··· Raw records
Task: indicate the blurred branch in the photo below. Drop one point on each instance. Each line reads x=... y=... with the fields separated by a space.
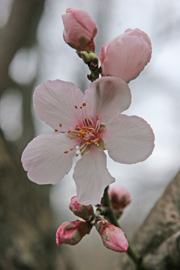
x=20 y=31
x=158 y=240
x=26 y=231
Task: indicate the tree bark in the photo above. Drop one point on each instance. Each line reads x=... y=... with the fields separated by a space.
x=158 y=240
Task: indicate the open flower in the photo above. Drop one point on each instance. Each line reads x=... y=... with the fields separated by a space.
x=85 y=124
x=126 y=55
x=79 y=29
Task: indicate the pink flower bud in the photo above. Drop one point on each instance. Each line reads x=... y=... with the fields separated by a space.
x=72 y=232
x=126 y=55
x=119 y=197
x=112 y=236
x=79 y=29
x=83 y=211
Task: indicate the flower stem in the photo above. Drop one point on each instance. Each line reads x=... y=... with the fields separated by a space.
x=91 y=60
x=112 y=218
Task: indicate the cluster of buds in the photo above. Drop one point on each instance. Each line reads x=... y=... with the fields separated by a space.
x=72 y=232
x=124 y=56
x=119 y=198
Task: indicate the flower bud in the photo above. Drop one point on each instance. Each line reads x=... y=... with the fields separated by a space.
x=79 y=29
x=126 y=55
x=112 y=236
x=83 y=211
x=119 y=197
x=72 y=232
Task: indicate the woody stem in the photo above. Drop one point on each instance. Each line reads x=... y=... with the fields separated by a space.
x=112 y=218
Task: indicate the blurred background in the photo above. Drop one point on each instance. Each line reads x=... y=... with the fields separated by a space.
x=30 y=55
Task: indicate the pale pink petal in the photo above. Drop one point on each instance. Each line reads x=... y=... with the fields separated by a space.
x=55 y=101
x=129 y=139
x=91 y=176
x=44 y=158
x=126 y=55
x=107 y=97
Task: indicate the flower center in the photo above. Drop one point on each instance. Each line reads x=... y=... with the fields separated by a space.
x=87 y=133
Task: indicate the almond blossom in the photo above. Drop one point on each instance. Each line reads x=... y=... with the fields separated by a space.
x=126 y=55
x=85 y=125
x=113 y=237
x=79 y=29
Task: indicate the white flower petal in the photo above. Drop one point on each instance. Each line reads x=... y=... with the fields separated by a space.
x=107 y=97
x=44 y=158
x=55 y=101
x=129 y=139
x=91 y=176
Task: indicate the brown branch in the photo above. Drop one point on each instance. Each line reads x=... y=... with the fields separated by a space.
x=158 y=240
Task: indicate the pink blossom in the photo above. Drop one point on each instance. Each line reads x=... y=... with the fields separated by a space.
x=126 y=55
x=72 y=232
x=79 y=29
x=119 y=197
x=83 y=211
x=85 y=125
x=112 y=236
······
■ **Directive**:
Set down nothing but the lines from the one with "Task: indicate the woody" through the end of the records, keeping each line exactly as written and including both ends.

■ **Response to the task**:
Task: indicate the woody stem in the photo above. Drop one point on each instance. Each line reads x=... y=... with the fields separated by a space.
x=112 y=218
Task: indicate the blurred background in the photo above. Drop one point on each instance. Each line reads x=... y=... with the fields separated by a space.
x=30 y=55
Task: indicate the pale pink petal in the photo above. Drop one point on each instance. Each line reads x=... y=... with the fields separated by a space.
x=55 y=101
x=129 y=139
x=91 y=176
x=44 y=158
x=126 y=55
x=107 y=97
Task: indicate the flower center in the photo above. Drop one point on each instance. Each line reads x=... y=... with the fields separated by a space.
x=87 y=133
Task: indicate the almond blossom in the photo above. Drop one point on each instance. Each line reads x=... y=... with the fields separated by a space.
x=126 y=55
x=85 y=125
x=113 y=237
x=79 y=29
Task: indicate the white flower petal in the photo above. Drop one point on each instance. Each line reads x=... y=... with the fields separated by a space.
x=107 y=97
x=44 y=158
x=55 y=101
x=129 y=139
x=91 y=176
Task: indicate the brown branch in the photo above. Drop one point on each instance. Each line reads x=... y=... with the fields separated by a space.
x=158 y=240
Task: indicate the pink blossom in the photo above. Drop one point on each instance. Each line reads x=... y=... with the fields separated by a space.
x=126 y=55
x=72 y=232
x=79 y=29
x=119 y=197
x=83 y=211
x=85 y=125
x=112 y=236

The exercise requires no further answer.